#### PROVIDED RECORDS

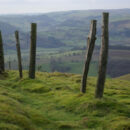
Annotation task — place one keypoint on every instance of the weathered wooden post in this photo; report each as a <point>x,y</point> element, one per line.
<point>103,57</point>
<point>33,51</point>
<point>9,63</point>
<point>2,65</point>
<point>90,47</point>
<point>18,54</point>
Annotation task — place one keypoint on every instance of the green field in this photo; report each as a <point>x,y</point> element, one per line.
<point>53,102</point>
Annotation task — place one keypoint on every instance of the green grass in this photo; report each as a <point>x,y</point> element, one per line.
<point>53,102</point>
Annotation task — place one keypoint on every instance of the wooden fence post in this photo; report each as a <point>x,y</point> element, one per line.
<point>33,51</point>
<point>90,47</point>
<point>2,66</point>
<point>103,57</point>
<point>18,54</point>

########

» **WORK TO BE COMPLETED**:
Reproduce every line of the records above word for word, including the answers, but leave the pictures out.

» **PROBLEM SOLUTION**:
Annotation task — place one keypoint on every instance of the weathered wooden post in this photo; report each as a <point>x,y</point> element, one per line.
<point>103,57</point>
<point>33,51</point>
<point>9,63</point>
<point>2,65</point>
<point>90,47</point>
<point>18,54</point>
Annotation task — place one keypoint on every instance of the green field in this photo; report each as a <point>x,y</point> element, one per line.
<point>53,102</point>
Annotation task — place one keypoint on every instance of the green grass in this photo; report each as a <point>x,y</point> element, one per line.
<point>53,102</point>
Annotation task — place one keypoint on every instance of the wooden fence post in this photo; report each as a <point>x,y</point> element, one per line.
<point>33,51</point>
<point>90,47</point>
<point>2,66</point>
<point>103,57</point>
<point>18,54</point>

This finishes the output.